> _SOAL DIBERIKAN A_:
Menurut teks bacaan tentang hubungan Sunni-Syiah, dari mana Syiah datang ke Indonesia menurut sejarawan?

> _TEKS BACAAN_:
Syiah bukan barang baru di Indonesia. Menurut Sejarahwan, Syiah datang dari Gujarat dan Persia. Setidaknya budaya Persia cukup dikenal dalam tradisi keberagamaan di Indonesia. Apakah ini bisa jadi salah satu faktor pemersatu Sunni-Syiah?
Iya, itu bisa jadi faktor. Tapi, tetap faktor utamanya adalah masalah jiwa besar dan akhlak yang baik. Orang Syiah yang berilmu dan berakhlak tidak akan mungkin dari mulutnya keluar caci-maki kepada umat lain. Tidak ada. Saya kenal ulama-ulama Syiah yang berakhlak dan berilmu. Tidak ada keluar kata-kata kotor dari mulut mereka. Jadi, bila ada aktivis-aktivis Syiah yang mengeluarkan kata-kata kotor tentang sahabat, saya jadi heran, mereka itu ngikutin siapa?
Jadi, semua kembali ke hati, yang gambarannya bisa dilihat dari mulut. Bila mulutnya sudah penuh umpatan dan caci-maki, pasti hatinya sudah jelek. Kalau hatinya baik, dia bisa menghargai orang. Dia bisa mengetahui dan menahan ucapannya yang bisa menyinggung saudaranya. Bila ingin menyampaikan kebenaran, ia menyampaikannya dengan santun. Bahkan bila kita berhadapan dengan orang kafir, meski mungkin hatinya mencaci-maki Islam, yang menyampaikan kritiknya dengan sopan, kita mesti menjawabnya. Nabi dulu juga berdialog dengan orang musyrik, kafir, Nasrani, dan Yahudi. Itu contoh bagi kita.
Bagaimana dengan fatwa MUI yang menyesatkan Syiah?
Begini, kita tidak bisa menggeneralisasi semua Syiah sesat atau semua Syiah tidak sesat. Sebab orang Syiah pun merngakui bahwa di internal Syiah pun terdapat macam-macam golongan, dan di dalamnya ada pula yang sesat, yakni yang menuhankan Ali, meyakini Jibril salah menyampaikan risalah, dan al-Quran yang seharusnya lebih tebal daripada sekarang. Itu ada dan diakui oleh Syiah mainstream. Dalam hal ini, yang dimaksudkan dengan fatwa MUI tadi adalah Syiah yang semacam itu.
Yang perlu disadari betul oleh Syiah adalah bahwa Ahlusunah punya sikap tegas soal sahabat. Bagi Sunni, siapa pun yang mencaci-maki dan apalagi mengkafirkan sahabat akan dikatakan sesat. Ini kunci.
Oleh karena itu, untuk mengambil jalan tengah, Syiah harus menahan diri dari mencaci-maki dan mengkafirkan sahabat. Ajaklah Sunni berdialog, seperti yang dilakukan kelompok Zaidiyah yang masih bagian dari Syiah. Kenapa Sunni dan Zaidiyah bisa akrab? Bahkan, kitab-kitab Zaidiyah, seperti Subulus Salâm dan Naylul Awthâr, dipakai di pondok-pondok (pesantren—red) Sunni.

> _BAHAN UNTUK DIOLAH_:
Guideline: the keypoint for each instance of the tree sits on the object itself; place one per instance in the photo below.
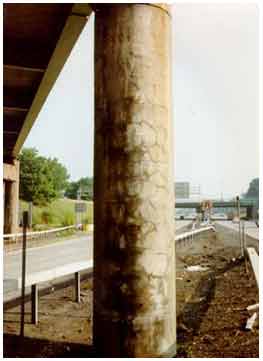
(253, 189)
(84, 185)
(41, 179)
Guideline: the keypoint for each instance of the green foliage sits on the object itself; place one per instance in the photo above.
(84, 185)
(41, 179)
(253, 189)
(59, 213)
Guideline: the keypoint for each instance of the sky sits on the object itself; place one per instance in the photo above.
(215, 100)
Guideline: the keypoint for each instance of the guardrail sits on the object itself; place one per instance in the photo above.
(190, 234)
(38, 233)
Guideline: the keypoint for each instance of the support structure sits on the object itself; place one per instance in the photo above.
(77, 287)
(34, 304)
(134, 248)
(11, 196)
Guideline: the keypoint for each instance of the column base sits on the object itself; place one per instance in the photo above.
(171, 352)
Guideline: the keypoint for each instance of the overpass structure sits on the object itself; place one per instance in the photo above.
(250, 206)
(134, 255)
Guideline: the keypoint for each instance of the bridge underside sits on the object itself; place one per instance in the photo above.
(134, 253)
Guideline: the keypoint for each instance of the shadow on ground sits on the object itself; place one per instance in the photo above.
(14, 346)
(193, 313)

> _SOAL DIBERIKAN B_:
Nyatakan baris data dari baris yang memuat "Guideline: the keypoint for each instance of the overpass" sampai akhir baris data, keduanya termasuk, sebagai CSV dua kolom bernama teks dan jawaban. Tiap teks beserta jawabannya menjadi satu baris CSV, masing-masing dalam satu field berkutip dengan jeda baris diganti spasi.

> _JAWABAN LATIHAN A_:
Dari Gujarat dan Persia.

> _JAWABAN LATIHAN B_:
teks,jawaban
"Guideline: the keypoint for each instance of the overpass structure sits on the object itself; place one per instance in the photo above.","(250, 206) (134, 255)"
"Guideline: the keypoint for each instance of the bridge underside sits on the object itself; place one per instance in the photo above.","(134, 253)"
"Guideline: the keypoint for each instance of the shadow on ground sits on the object itself; place one per instance in the photo above.","(14, 346) (193, 313)"